» **PROVIDED TEXT**:
++++++++

Laurier Votes: Students’ Union By-Election

On Dec. 8, 2021, Laurier students will head to the polls to vote for three new members on  the Students’ Union’s Board of Directors. 

The initial date for students to vote was Oct. 5., to be open until Oct. 7. Since quorum was not met at the time, the voting date has been extended to Dec. 8. until 8:00 p.m. Once the minimum number of votes has been met, the election will cease.  

“An election allows for new voices and perspectives to contribute to the SU initiatives,” said  Ashley Ramdhan, deputy returning officer for the Brantford campus.  

By voting between the five potential candidates, students are able to express what issues matter  to them and decide how they want the Students’ Union to function. 

The Board of Directors’ primary duty is to oversee the Students’ Union President and CEO,  Pegah Jamalof, and ensure the Students’ Union works to promote student advocacy.  

Candidates are campaigning on a variety of promises, including mental health initiatives, clarity  between the Students’ Union and the student body, enhanced programming. 

Sam Bryant, candidate and fourth year Political Science major at the Waterloo campus, chose to  run in the election to better understand the inner workings of the Students’ Union, as well as help  other students understand too. Bryant believes that as an upper year student, his knowledge of the campus and greater  community make him suitable for the position. 

“If I am elected to represent the students at both Brantford and Waterloo, I will do my best to  survey and connect with Brantford students to address issues that need to be discussed,” said  Bryant. 

One of Bryant’s main goals is the promotion of mental health resources for students. 

“I feel that while there is attention drawn to mental health, there are still disconnects between the  students and the knowledge of how to access them and that’s something that needs to be  addressed,” he said. 


Additionally, Bryant feels that maintaining an awareness of sexual violence is critical to having a  safe campus for all students.  


Candidate Tyler Rolczewski, recent graduate from the Business Administration program and  current Psychology student at the Waterloo campus wants students to have a similar experience  to what he had at Laurier.  

Rolczewski listed increased opportunities for students in all programs and placed emphasis on  student wants and needs as some of his biggest goals. 

“I think it’s easy to lose sight of the people [the Board of Directors is] impacting,” said  Rolczewski. “I would help keep that always in mind and be the number one focus.” 

Rolczewski believes his empathy for the needs of Laurier students make him well suited towards  being on the Board of Directors.

++++++++

» **TASK OBJECTIVE**:
According to the by-election article, how many potential candidates are students voting between? Rely only on the by-election article.

++++++++

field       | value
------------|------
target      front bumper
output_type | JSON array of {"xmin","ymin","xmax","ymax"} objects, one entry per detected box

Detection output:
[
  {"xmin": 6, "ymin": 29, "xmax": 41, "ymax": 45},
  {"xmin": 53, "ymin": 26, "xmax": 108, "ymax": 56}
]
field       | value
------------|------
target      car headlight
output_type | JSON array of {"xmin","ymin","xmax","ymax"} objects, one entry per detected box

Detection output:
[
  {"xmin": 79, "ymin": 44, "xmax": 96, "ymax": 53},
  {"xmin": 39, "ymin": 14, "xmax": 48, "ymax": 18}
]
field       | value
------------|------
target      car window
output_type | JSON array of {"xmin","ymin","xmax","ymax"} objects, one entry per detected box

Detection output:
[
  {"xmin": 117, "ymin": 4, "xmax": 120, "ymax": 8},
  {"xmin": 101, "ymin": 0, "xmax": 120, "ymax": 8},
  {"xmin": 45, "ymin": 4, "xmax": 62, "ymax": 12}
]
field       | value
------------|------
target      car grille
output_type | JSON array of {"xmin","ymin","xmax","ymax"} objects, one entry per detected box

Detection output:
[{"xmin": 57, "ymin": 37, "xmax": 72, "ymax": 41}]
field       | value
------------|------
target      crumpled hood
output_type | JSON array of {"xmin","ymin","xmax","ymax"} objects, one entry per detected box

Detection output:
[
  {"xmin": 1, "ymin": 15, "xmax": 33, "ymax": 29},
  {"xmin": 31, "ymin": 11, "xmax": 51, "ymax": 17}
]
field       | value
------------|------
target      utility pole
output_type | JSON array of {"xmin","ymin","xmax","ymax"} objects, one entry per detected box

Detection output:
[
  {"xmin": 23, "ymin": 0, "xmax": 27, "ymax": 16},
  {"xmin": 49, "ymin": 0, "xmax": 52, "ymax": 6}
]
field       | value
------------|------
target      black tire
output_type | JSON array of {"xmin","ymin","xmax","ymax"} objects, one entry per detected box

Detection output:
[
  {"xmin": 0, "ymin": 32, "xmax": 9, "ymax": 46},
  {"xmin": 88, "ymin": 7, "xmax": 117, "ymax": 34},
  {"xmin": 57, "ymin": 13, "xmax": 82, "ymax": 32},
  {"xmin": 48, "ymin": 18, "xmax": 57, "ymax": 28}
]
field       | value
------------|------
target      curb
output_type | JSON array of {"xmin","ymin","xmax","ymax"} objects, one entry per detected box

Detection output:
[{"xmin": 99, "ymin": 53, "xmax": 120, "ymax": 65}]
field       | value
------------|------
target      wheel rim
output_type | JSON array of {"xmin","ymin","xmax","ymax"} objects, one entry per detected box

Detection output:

++++++++

» **SOLUTION BELOW**:
Five.